BEGIN
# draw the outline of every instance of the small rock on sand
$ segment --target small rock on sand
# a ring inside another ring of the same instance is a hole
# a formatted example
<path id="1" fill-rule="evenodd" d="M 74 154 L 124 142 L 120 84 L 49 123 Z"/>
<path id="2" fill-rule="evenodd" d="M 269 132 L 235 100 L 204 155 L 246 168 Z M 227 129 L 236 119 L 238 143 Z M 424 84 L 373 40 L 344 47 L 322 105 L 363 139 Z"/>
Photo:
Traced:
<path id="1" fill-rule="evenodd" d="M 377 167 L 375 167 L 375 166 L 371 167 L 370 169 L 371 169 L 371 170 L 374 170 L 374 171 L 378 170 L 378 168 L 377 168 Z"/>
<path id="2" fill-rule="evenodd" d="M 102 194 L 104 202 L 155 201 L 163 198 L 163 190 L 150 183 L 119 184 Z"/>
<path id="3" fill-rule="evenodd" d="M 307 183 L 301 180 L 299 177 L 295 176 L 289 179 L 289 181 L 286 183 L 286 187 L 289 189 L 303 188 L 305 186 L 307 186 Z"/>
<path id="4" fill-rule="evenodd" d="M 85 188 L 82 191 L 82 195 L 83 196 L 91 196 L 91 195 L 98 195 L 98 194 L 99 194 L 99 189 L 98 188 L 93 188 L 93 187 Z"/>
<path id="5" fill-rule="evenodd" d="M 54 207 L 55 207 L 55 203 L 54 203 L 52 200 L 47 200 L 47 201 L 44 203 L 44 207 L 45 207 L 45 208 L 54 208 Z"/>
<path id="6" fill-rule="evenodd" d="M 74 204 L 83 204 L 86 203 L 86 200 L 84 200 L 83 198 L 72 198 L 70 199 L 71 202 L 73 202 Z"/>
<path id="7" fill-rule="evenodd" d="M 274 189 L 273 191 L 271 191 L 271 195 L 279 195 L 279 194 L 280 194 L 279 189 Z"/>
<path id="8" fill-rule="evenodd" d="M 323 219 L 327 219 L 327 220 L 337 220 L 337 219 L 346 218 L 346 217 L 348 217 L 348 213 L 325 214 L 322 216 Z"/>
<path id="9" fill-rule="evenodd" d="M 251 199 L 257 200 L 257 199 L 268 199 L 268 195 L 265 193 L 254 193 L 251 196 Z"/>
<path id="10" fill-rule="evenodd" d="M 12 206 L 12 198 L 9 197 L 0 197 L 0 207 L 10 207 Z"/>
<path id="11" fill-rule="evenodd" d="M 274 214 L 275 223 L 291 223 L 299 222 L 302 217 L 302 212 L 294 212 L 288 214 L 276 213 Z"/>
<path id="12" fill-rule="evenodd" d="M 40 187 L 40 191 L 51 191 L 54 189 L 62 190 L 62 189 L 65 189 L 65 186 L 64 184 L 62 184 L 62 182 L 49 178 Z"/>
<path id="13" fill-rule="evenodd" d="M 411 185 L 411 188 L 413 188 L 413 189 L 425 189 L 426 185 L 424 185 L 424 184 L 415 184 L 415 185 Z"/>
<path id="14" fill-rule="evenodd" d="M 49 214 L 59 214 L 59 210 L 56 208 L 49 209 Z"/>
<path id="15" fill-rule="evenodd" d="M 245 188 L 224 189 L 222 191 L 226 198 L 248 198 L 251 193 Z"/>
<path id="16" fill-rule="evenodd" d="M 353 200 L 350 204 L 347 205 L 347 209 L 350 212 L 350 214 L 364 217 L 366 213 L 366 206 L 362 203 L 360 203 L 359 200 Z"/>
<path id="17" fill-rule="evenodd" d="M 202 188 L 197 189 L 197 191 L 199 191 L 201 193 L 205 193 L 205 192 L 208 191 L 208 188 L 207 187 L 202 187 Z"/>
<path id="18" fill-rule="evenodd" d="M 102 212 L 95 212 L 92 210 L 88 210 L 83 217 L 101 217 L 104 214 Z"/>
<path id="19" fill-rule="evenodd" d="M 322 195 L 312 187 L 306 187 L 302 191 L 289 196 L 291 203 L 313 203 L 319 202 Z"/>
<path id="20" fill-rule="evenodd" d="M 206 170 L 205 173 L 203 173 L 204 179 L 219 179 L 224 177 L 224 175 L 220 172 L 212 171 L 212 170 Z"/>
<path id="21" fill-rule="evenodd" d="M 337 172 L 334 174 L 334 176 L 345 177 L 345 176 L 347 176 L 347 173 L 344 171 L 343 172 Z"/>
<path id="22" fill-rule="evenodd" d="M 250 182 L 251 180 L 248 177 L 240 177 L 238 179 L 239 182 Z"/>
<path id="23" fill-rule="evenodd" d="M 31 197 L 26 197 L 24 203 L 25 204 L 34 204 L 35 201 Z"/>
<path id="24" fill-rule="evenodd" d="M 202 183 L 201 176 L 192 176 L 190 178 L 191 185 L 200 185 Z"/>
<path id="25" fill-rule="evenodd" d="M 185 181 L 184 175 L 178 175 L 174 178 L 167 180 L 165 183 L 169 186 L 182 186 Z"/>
END
**Goal of the exercise:** Restate every line of the data above exactly as it was written.

**Solution:**
# draw the outline of every instance of the small rock on sand
$ segment --target small rock on sand
# a ring inside another ring of the same instance is a hole
# a formatted example
<path id="1" fill-rule="evenodd" d="M 74 154 L 124 142 L 120 84 L 49 123 Z"/>
<path id="2" fill-rule="evenodd" d="M 269 132 L 235 100 L 204 155 L 246 168 Z M 227 129 L 236 119 L 238 143 Z M 424 84 L 373 40 L 344 47 L 322 105 L 363 139 Z"/>
Photo:
Traced:
<path id="1" fill-rule="evenodd" d="M 377 167 L 375 167 L 375 166 L 371 167 L 370 169 L 371 169 L 371 170 L 374 170 L 374 171 L 378 170 L 378 168 L 377 168 Z"/>
<path id="2" fill-rule="evenodd" d="M 102 194 L 104 202 L 155 201 L 163 198 L 163 190 L 150 183 L 119 184 Z"/>
<path id="3" fill-rule="evenodd" d="M 307 183 L 301 180 L 299 177 L 295 176 L 289 179 L 289 181 L 286 183 L 286 187 L 289 189 L 303 188 L 305 186 L 307 186 Z"/>
<path id="4" fill-rule="evenodd" d="M 85 188 L 82 191 L 82 195 L 83 196 L 91 196 L 91 195 L 98 195 L 98 194 L 99 194 L 99 189 L 98 188 L 93 188 L 93 187 Z"/>
<path id="5" fill-rule="evenodd" d="M 54 207 L 55 207 L 55 203 L 54 203 L 52 200 L 47 200 L 47 201 L 44 203 L 44 207 L 45 207 L 45 208 L 54 208 Z"/>
<path id="6" fill-rule="evenodd" d="M 74 204 L 83 204 L 86 203 L 86 200 L 84 200 L 83 198 L 72 198 L 70 199 L 71 202 L 73 202 Z"/>
<path id="7" fill-rule="evenodd" d="M 274 189 L 273 191 L 271 191 L 271 195 L 279 195 L 279 194 L 280 194 L 279 189 Z"/>
<path id="8" fill-rule="evenodd" d="M 323 219 L 327 219 L 327 220 L 337 220 L 337 219 L 346 218 L 346 217 L 348 217 L 348 213 L 325 214 L 322 216 Z"/>
<path id="9" fill-rule="evenodd" d="M 251 199 L 257 200 L 257 199 L 268 199 L 268 195 L 265 193 L 254 193 L 251 196 Z"/>
<path id="10" fill-rule="evenodd" d="M 12 206 L 12 198 L 9 197 L 0 197 L 0 207 L 10 207 Z"/>
<path id="11" fill-rule="evenodd" d="M 274 214 L 275 223 L 291 223 L 299 222 L 302 217 L 302 212 L 294 212 L 288 214 L 276 213 Z"/>
<path id="12" fill-rule="evenodd" d="M 40 187 L 40 191 L 51 191 L 54 189 L 62 190 L 62 189 L 65 189 L 65 186 L 64 184 L 62 184 L 62 182 L 49 178 Z"/>
<path id="13" fill-rule="evenodd" d="M 411 185 L 411 188 L 413 188 L 413 189 L 425 189 L 426 185 L 424 185 L 424 184 L 415 184 L 415 185 Z"/>
<path id="14" fill-rule="evenodd" d="M 49 214 L 59 214 L 59 210 L 56 208 L 49 209 Z"/>
<path id="15" fill-rule="evenodd" d="M 245 188 L 224 189 L 222 191 L 226 198 L 248 198 L 251 193 Z"/>
<path id="16" fill-rule="evenodd" d="M 353 200 L 350 204 L 347 205 L 347 209 L 350 212 L 350 214 L 364 217 L 366 213 L 366 206 L 362 203 L 360 203 L 359 200 Z"/>
<path id="17" fill-rule="evenodd" d="M 202 188 L 197 189 L 197 191 L 199 191 L 201 193 L 205 193 L 205 192 L 208 191 L 208 188 L 207 187 L 202 187 Z"/>
<path id="18" fill-rule="evenodd" d="M 102 212 L 95 212 L 92 210 L 88 210 L 83 217 L 101 217 L 104 214 Z"/>
<path id="19" fill-rule="evenodd" d="M 322 195 L 312 187 L 306 187 L 302 191 L 289 196 L 291 203 L 313 203 L 319 202 Z"/>
<path id="20" fill-rule="evenodd" d="M 206 170 L 205 173 L 203 173 L 204 179 L 219 179 L 224 177 L 224 175 L 220 172 L 212 171 L 212 170 Z"/>
<path id="21" fill-rule="evenodd" d="M 337 172 L 334 174 L 334 176 L 345 177 L 345 176 L 347 176 L 347 173 L 344 171 L 343 172 Z"/>
<path id="22" fill-rule="evenodd" d="M 250 182 L 251 180 L 248 177 L 240 177 L 238 179 L 239 182 Z"/>
<path id="23" fill-rule="evenodd" d="M 31 197 L 26 197 L 24 203 L 25 204 L 34 204 L 35 201 Z"/>
<path id="24" fill-rule="evenodd" d="M 202 183 L 201 176 L 192 176 L 190 178 L 191 185 L 200 185 Z"/>
<path id="25" fill-rule="evenodd" d="M 185 181 L 184 175 L 178 175 L 174 178 L 167 180 L 165 183 L 169 186 L 182 186 Z"/>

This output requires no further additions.